Currently, the inflation rate for the UK is sitting at 4.2%, as of October 2021. Interest rates however are still low so finding savings accounts with decent interest rates that allow your money to grow could be quite difficult and securing a rate above the rate of inflation would be nearly impossible.
This does not constitute advice and advice should be sought in all instances before acting on it.
If the cost of living rises faster than your savings are growing, your money is losing its value. Sure, having a cash fund saved for emergencies is a smart plan, but it’s not wise to rely on that for long-term saving or investing because inflation will quickly deteriorate its worth.
Well-managed investments, on the other hand, normally grow by more than cash. Even if inflation isn’t always a worry as it is right now, it should still factor into your investing strategy.
Here are a few ways to beat inflation
Investing over inflation
The nature of investing is that change happens constantly and while there are no guarantees, in general, we can deduce that the most volatile investments tend to increase over time, while those that don’t experience frequent change don’t usually grow much in the long run. So if you’re comfortable and trust in your investment choices, even some of the higher-risk ones, to perform well, then you can stick it out and beat inflation this way.
If the idea of high-risk investments puts you on edge, you might target ones that provide just enough growth to beat inflation but don’t carry the risk you’re uncomfortable with.
No matter what kind of investments you make, there is always a risk of losing money, so you need to ensure you have a diverse portfolio and short-term savings for smaller goals and in case of emergency.
Staying ahead of inflation
One way to stay ahead of inflation is with stocks that pay good dividends because they offer a tangible return and can keep up with inflation. Dividends are also calculated annually, similarly to inflation, and is called the dividend yield. The dividend yield can be calculated by adding dividends received during the year and dividing it by the stock price. The result must be higher than the annual inflation rate. Having dividends will ensure your portfolio is stable and less vulnerable to volatility and inflation.

_Available data_
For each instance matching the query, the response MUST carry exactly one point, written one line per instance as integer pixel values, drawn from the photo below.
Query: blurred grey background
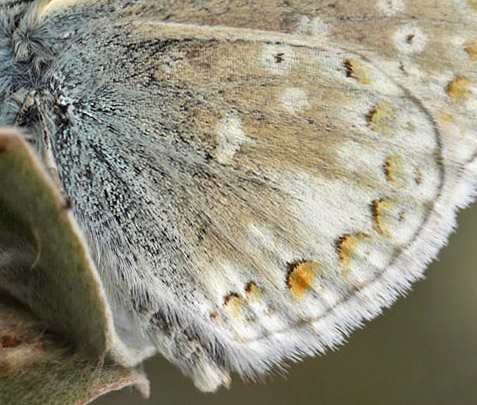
(421, 351)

_Stated goal 1_
In the inflation article, write out everything from "Staying ahead of" down to "volatility and inflation." again, swapping "stocks" for "shares".
_Stated goal 2_
Answer these questions from the inflation article.
(a) What was the UK inflation rate as of October 2021?
(b) How is the dividend yield calculated?
(c) Along with a diverse portfolio, what should you have for smaller goals and emergencies?

_Worked solution 1_
Staying ahead of inflation
One way to stay ahead of inflation is with shares that pay good dividends because they offer a tangible return and can keep up with inflation. Dividends are also calculated annually, similarly to inflation, and is called the dividend yield. The dividend yield can be calculated by adding dividends received during the year and dividing it by the stock price. The result must be higher than the annual inflation rate. Having dividends will ensure your portfolio is stable and less vulnerable to volatility and inflation.

_Worked solution 2_
(a) 4.2%
(b) By adding the dividends received during the year and dividing that sum by the stock price.
(c) Short-term savings.